* [EXERCISE PROMPT]: Update everything from "This dictionary is" down to "flipper length (millimeters)" in the Palmer Penguins page, replacing "denoting" with "indicating" each time it appears.
--- TEXT PASSAGE Enclosed Below ---
Gorman KB, Williams TD, Fraser WR (2014). Ecological sexual dimorphism and environmental variability within a community of Antarctic penguins (genus Pygoscelis). PLoS ONE 9(3):e90081. https://doi.org/10.1371/journal.pone.0090081
The data as used here is derived from the palmerpenguins Python package that is a port of the palmerpenguins R package. Use the load_penguins() function from either package to obtain the data as originally published via these packages, however, that is not the data you should use for lab in CS 307.
Horst, AM, Hill, AP, & Gorman, KB (2020). palmerpenguins: Palmer Archipelago (Antarctica) penguin data. R package version 0.1. 0. https://allisonhorst.github.io/palmerpenguins/. doi: 10.5281/zenodo.3960218.
The Penguins
Meet the Palmer Penguins: Chinstrap, Gentoo1, and Adelie! Artwork by Allison Horst.
In lab, we will focus on the length and depth of the penguins’ bills. We’ll attempt to use these measurements to predict the species of each penguin.
Data Dictionary
The Palmer Penguins dataset includes size measurements for adult foraging penguins near Palmer Station, Antarctica. The data includes measurements for penguin species, island in Palmer Archipelago, size (flipper length, body mass, bill dimensions), and sex.
This dictionary is a modification of the original reference page from the R package with modifications appropriate for the data as presented in Python.
species
a string denoting penguin species (Adélie, Chinstrap and Gentoo)
island
a string denoting island in Palmer Archipelago, Antarctica (Biscoe, Dream or Torgersen)
bill_length_mm
a number denoting bill length (millimeters)
bill_depth_mm
a number denoting bill depth (millimeters)
flipper_length_mm
a number denoting flipper length (millimeters)
body_mass_g
a number denoting body mass (grams)
sex
a string denoting penguin sex (female, male)
year
an integer denoting the study year (2007, 2008, or 2009)
Data in Python
The Palmer Penguins data can be access in Python using the palmerpenguins package.
from palmerpenguins import load_penguinsfrom palmerpenguins import load_penguins_raw
/home/runner/work/cs307-notes/cs307-notes/.venv/lib/python3.13/site-packages/palmerpenguins/penguins.py:2: UserWarning: pkg_resources is deprecated as an API. See https://setuptools.pypa.io/en/latest/pkg_resources.html. The pkg_resources package is slated for removal as early as 2025-11-30. Refrain from using this package or pin to Setuptools<81.
import pkg_resources
The load_penguins function returns a Pandas DataFrame containing the data described in the above data dictionary.
The original data can be loaded via the load_penguins_raw, but this data is used infrequently.
History
As you move through your journey as a data scientist, you’ll like encounter the Palmer Penguins dataset with some frequency. An interesting question is, why?
--- End of Enclosed TEXT PASSAGE ---
--- THE DATA Enclosed Below ---
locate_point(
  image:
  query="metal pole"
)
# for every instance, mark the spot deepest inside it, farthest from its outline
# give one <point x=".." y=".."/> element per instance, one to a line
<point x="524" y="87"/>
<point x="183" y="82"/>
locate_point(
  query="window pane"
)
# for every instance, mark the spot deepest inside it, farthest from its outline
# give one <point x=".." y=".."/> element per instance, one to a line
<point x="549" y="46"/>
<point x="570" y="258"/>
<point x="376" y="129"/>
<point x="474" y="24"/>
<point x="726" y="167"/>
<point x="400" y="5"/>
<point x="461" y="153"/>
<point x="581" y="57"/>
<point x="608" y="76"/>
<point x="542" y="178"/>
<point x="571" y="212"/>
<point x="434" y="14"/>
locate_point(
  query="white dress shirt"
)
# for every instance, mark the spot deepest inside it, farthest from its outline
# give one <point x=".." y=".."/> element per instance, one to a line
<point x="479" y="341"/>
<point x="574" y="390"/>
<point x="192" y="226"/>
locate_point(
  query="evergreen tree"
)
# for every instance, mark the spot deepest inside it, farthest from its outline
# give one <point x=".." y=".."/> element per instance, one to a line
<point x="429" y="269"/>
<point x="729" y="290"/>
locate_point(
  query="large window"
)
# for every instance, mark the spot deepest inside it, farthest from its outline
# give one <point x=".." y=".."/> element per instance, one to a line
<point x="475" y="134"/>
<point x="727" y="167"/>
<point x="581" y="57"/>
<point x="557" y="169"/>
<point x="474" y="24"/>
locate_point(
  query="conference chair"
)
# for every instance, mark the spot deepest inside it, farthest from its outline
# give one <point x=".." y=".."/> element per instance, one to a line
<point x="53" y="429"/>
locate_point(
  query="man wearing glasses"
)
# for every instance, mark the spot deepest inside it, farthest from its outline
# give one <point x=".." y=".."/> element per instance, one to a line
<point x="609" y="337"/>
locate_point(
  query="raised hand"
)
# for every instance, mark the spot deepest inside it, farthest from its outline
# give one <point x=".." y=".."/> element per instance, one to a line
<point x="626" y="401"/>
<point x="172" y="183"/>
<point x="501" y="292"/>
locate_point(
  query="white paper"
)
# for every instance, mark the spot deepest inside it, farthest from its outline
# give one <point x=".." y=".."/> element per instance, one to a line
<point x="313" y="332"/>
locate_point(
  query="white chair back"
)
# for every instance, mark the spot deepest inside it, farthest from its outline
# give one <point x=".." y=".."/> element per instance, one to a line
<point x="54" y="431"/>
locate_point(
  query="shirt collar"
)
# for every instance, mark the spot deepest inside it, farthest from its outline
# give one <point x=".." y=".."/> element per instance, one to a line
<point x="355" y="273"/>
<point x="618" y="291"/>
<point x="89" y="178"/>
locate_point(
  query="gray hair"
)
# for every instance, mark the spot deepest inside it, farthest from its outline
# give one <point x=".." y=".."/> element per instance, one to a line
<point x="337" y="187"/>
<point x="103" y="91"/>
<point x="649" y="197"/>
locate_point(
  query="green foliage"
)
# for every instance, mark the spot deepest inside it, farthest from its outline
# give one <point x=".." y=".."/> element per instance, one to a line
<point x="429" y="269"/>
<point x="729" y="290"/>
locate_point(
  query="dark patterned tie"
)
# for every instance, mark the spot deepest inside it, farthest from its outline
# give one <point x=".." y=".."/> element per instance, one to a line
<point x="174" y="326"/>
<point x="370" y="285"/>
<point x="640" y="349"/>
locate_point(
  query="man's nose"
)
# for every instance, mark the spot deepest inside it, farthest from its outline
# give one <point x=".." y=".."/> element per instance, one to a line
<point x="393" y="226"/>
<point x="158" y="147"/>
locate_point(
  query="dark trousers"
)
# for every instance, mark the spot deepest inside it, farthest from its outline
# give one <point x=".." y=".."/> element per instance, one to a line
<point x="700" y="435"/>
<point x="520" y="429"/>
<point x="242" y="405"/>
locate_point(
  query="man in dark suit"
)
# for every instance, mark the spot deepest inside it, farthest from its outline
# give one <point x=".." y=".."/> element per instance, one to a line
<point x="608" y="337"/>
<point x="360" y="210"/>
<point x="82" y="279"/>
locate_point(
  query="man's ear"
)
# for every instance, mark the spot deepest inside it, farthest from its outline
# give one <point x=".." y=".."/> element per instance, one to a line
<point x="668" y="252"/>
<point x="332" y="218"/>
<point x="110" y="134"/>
--- End of Enclosed THE DATA ---
* [EXERCISE SOLUTION]:
This dictionary is a modification of the original reference page from the R package with modifications appropriate for the data as presented in Python.
species
a string indicating penguin species (Adélie, Chinstrap and Gentoo)
island
a string indicating island in Palmer Archipelago, Antarctica (Biscoe, Dream or Torgersen)
bill_length_mm
a number indicating bill length (millimeters)
bill_depth_mm
a number indicating bill depth (millimeters)
flipper_length_mm
a number indicating flipper length (millimeters)